» **Exercise directions**
Show each line of the records below that contains the word "field", copying every such line in full.
╭──
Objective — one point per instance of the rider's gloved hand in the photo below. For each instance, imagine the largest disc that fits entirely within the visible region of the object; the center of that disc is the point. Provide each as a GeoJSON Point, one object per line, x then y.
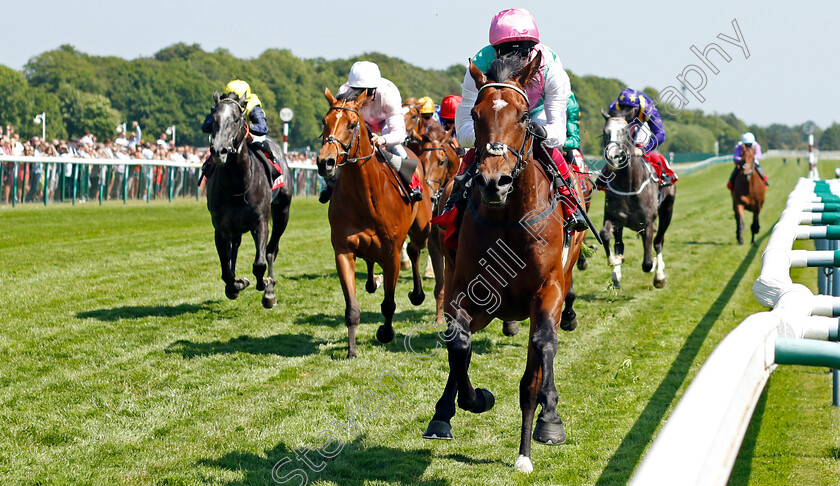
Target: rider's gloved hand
{"type": "Point", "coordinates": [538, 131]}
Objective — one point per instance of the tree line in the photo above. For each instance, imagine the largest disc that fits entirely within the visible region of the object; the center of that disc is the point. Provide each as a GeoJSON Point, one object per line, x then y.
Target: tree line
{"type": "Point", "coordinates": [175, 87]}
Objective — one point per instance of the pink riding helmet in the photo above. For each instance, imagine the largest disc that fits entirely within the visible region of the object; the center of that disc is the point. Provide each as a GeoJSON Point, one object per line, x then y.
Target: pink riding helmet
{"type": "Point", "coordinates": [513, 24]}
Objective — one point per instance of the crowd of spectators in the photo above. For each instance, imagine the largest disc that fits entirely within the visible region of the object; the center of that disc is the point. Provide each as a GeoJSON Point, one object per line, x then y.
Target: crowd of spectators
{"type": "Point", "coordinates": [35, 179]}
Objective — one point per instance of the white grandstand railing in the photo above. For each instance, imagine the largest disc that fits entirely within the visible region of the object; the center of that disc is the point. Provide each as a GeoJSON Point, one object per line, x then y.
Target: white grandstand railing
{"type": "Point", "coordinates": [700, 441]}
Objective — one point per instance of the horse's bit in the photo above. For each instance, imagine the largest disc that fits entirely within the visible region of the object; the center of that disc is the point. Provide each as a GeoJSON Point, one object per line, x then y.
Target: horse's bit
{"type": "Point", "coordinates": [346, 148]}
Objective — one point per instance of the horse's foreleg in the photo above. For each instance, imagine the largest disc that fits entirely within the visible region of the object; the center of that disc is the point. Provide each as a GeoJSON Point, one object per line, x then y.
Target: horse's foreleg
{"type": "Point", "coordinates": [416, 296]}
{"type": "Point", "coordinates": [647, 240]}
{"type": "Point", "coordinates": [568, 319]}
{"type": "Point", "coordinates": [345, 263]}
{"type": "Point", "coordinates": [279, 220]}
{"type": "Point", "coordinates": [755, 227]}
{"type": "Point", "coordinates": [543, 344]}
{"type": "Point", "coordinates": [260, 235]}
{"type": "Point", "coordinates": [739, 223]}
{"type": "Point", "coordinates": [436, 257]}
{"type": "Point", "coordinates": [390, 274]}
{"type": "Point", "coordinates": [528, 390]}
{"type": "Point", "coordinates": [666, 211]}
{"type": "Point", "coordinates": [440, 426]}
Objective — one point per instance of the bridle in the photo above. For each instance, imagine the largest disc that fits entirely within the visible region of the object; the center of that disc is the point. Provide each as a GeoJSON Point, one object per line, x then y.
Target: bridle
{"type": "Point", "coordinates": [346, 148]}
{"type": "Point", "coordinates": [429, 182]}
{"type": "Point", "coordinates": [501, 149]}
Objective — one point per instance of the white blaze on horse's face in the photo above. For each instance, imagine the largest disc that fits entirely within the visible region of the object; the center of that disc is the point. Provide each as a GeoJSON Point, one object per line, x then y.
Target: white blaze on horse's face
{"type": "Point", "coordinates": [614, 133]}
{"type": "Point", "coordinates": [499, 104]}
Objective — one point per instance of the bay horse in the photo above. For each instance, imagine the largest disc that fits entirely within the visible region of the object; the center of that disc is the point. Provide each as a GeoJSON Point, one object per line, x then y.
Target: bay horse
{"type": "Point", "coordinates": [512, 204]}
{"type": "Point", "coordinates": [747, 194]}
{"type": "Point", "coordinates": [239, 199]}
{"type": "Point", "coordinates": [633, 200]}
{"type": "Point", "coordinates": [369, 217]}
{"type": "Point", "coordinates": [441, 164]}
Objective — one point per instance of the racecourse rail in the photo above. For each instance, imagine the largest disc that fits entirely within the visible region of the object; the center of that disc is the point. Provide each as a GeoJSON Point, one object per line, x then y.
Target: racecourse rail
{"type": "Point", "coordinates": [700, 441]}
{"type": "Point", "coordinates": [303, 178]}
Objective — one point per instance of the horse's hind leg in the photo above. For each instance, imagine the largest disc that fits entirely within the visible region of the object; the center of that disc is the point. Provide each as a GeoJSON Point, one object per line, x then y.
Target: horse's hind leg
{"type": "Point", "coordinates": [666, 212]}
{"type": "Point", "coordinates": [568, 319]}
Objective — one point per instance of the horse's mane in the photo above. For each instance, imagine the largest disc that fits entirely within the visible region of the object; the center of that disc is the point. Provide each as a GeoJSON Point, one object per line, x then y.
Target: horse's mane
{"type": "Point", "coordinates": [350, 95]}
{"type": "Point", "coordinates": [506, 67]}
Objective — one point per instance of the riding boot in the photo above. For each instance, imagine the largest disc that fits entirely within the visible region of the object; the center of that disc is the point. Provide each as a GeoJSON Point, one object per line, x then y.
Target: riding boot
{"type": "Point", "coordinates": [761, 174]}
{"type": "Point", "coordinates": [732, 179]}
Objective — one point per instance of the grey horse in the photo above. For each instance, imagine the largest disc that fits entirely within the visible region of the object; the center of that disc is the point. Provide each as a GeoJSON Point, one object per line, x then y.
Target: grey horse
{"type": "Point", "coordinates": [633, 200]}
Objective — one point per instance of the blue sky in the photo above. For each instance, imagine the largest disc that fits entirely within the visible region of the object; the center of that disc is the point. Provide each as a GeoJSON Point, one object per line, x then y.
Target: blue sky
{"type": "Point", "coordinates": [790, 76]}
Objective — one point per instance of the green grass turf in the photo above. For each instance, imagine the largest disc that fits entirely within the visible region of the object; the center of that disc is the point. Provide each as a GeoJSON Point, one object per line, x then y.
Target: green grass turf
{"type": "Point", "coordinates": [121, 361]}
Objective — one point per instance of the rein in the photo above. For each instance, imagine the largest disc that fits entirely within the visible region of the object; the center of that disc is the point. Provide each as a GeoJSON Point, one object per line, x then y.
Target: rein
{"type": "Point", "coordinates": [346, 148]}
{"type": "Point", "coordinates": [501, 149]}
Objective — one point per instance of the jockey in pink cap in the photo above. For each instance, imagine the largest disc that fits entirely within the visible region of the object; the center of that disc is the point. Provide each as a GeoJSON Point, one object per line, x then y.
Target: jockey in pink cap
{"type": "Point", "coordinates": [514, 32]}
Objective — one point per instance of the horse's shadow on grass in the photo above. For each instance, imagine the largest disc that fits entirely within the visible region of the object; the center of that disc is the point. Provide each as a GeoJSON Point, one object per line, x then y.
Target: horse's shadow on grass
{"type": "Point", "coordinates": [353, 463]}
{"type": "Point", "coordinates": [142, 311]}
{"type": "Point", "coordinates": [366, 317]}
{"type": "Point", "coordinates": [287, 345]}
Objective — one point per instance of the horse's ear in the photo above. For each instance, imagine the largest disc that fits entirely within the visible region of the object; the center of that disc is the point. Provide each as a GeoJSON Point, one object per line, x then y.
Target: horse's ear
{"type": "Point", "coordinates": [530, 70]}
{"type": "Point", "coordinates": [479, 77]}
{"type": "Point", "coordinates": [329, 96]}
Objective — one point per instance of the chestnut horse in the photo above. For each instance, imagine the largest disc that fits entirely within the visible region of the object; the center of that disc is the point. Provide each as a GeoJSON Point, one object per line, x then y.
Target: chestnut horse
{"type": "Point", "coordinates": [512, 204]}
{"type": "Point", "coordinates": [747, 194]}
{"type": "Point", "coordinates": [441, 164]}
{"type": "Point", "coordinates": [369, 217]}
{"type": "Point", "coordinates": [239, 200]}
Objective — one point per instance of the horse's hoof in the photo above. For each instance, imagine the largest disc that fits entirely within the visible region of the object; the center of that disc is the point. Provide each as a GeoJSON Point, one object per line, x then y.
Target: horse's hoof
{"type": "Point", "coordinates": [438, 429]}
{"type": "Point", "coordinates": [549, 433]}
{"type": "Point", "coordinates": [269, 301]}
{"type": "Point", "coordinates": [568, 324]}
{"type": "Point", "coordinates": [484, 400]}
{"type": "Point", "coordinates": [385, 334]}
{"type": "Point", "coordinates": [510, 328]}
{"type": "Point", "coordinates": [417, 298]}
{"type": "Point", "coordinates": [523, 464]}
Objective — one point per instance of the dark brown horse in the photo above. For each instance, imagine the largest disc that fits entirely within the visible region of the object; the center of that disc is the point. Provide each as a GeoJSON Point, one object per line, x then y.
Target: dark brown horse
{"type": "Point", "coordinates": [513, 261]}
{"type": "Point", "coordinates": [369, 216]}
{"type": "Point", "coordinates": [239, 199]}
{"type": "Point", "coordinates": [747, 194]}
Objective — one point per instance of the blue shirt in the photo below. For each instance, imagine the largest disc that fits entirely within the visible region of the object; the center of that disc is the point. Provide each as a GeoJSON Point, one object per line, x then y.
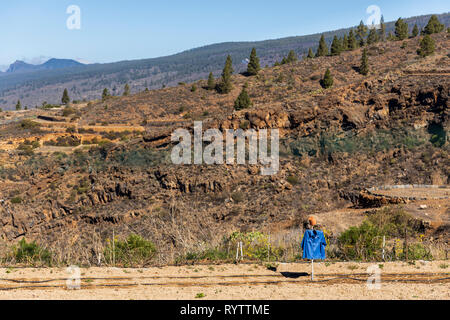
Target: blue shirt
{"type": "Point", "coordinates": [313, 245]}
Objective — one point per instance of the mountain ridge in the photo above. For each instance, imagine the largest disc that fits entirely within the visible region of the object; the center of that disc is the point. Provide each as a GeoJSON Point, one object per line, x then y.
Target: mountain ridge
{"type": "Point", "coordinates": [53, 63]}
{"type": "Point", "coordinates": [85, 82]}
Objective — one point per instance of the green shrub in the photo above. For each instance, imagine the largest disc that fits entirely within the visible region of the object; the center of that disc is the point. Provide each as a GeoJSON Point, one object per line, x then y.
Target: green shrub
{"type": "Point", "coordinates": [68, 111]}
{"type": "Point", "coordinates": [417, 251]}
{"type": "Point", "coordinates": [361, 243]}
{"type": "Point", "coordinates": [29, 124]}
{"type": "Point", "coordinates": [133, 251]}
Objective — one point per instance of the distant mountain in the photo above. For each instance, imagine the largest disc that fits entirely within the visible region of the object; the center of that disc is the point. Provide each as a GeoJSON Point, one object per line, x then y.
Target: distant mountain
{"type": "Point", "coordinates": [23, 67]}
{"type": "Point", "coordinates": [20, 66]}
{"type": "Point", "coordinates": [87, 81]}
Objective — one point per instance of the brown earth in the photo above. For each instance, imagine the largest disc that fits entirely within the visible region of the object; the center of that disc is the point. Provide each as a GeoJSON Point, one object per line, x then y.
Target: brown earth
{"type": "Point", "coordinates": [335, 281]}
{"type": "Point", "coordinates": [382, 129]}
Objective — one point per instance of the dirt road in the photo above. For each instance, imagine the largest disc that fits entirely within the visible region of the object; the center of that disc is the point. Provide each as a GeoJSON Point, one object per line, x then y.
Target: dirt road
{"type": "Point", "coordinates": [399, 280]}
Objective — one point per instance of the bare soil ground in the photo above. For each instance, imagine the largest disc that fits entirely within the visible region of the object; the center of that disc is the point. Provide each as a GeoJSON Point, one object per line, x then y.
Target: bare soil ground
{"type": "Point", "coordinates": [416, 192]}
{"type": "Point", "coordinates": [399, 280]}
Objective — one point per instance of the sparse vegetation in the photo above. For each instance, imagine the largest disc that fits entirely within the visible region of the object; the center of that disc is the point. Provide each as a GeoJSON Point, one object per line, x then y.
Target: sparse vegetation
{"type": "Point", "coordinates": [133, 251]}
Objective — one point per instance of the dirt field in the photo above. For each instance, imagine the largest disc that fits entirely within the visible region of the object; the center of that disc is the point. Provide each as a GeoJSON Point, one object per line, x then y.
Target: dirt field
{"type": "Point", "coordinates": [415, 192]}
{"type": "Point", "coordinates": [399, 280]}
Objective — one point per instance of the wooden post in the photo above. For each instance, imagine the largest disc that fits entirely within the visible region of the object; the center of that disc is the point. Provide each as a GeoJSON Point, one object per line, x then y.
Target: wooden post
{"type": "Point", "coordinates": [114, 251]}
{"type": "Point", "coordinates": [242, 254]}
{"type": "Point", "coordinates": [406, 244]}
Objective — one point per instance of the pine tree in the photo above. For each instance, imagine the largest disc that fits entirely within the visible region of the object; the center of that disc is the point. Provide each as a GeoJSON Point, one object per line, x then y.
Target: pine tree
{"type": "Point", "coordinates": [225, 85]}
{"type": "Point", "coordinates": [345, 43]}
{"type": "Point", "coordinates": [415, 31]}
{"type": "Point", "coordinates": [126, 90]}
{"type": "Point", "coordinates": [361, 32]}
{"type": "Point", "coordinates": [105, 94]}
{"type": "Point", "coordinates": [401, 29]}
{"type": "Point", "coordinates": [352, 45]}
{"type": "Point", "coordinates": [327, 81]}
{"type": "Point", "coordinates": [243, 100]}
{"type": "Point", "coordinates": [364, 68]}
{"type": "Point", "coordinates": [391, 37]}
{"type": "Point", "coordinates": [427, 46]}
{"type": "Point", "coordinates": [372, 37]}
{"type": "Point", "coordinates": [65, 98]}
{"type": "Point", "coordinates": [322, 50]}
{"type": "Point", "coordinates": [253, 66]}
{"type": "Point", "coordinates": [434, 26]}
{"type": "Point", "coordinates": [335, 47]}
{"type": "Point", "coordinates": [211, 82]}
{"type": "Point", "coordinates": [292, 57]}
{"type": "Point", "coordinates": [382, 29]}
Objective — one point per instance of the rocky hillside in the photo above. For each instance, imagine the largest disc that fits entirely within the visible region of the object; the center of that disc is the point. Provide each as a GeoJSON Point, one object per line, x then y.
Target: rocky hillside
{"type": "Point", "coordinates": [389, 127]}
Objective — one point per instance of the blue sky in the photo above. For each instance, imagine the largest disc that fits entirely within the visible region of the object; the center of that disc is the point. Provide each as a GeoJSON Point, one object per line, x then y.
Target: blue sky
{"type": "Point", "coordinates": [123, 30]}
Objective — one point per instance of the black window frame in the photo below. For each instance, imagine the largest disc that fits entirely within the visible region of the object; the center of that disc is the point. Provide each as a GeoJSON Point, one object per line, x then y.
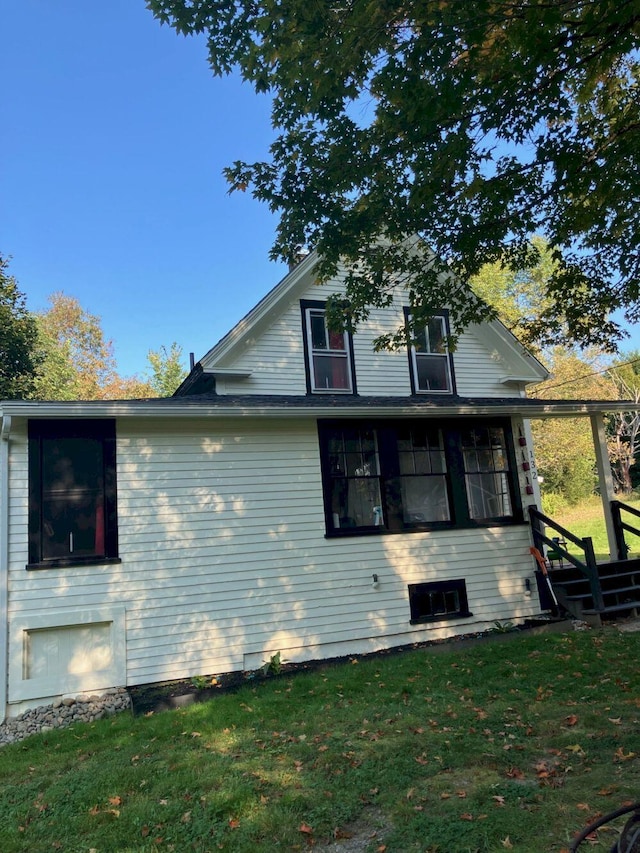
╰──
» **Solution below**
Objective — one point per instance of the dirt field in the photo above. For each instance, imagine the largest disc that fits entirely within the visible region of the object; the center of that disc is the point. Provide each as a GeoJSON Point, one object per line, x then y.
Target: dirt field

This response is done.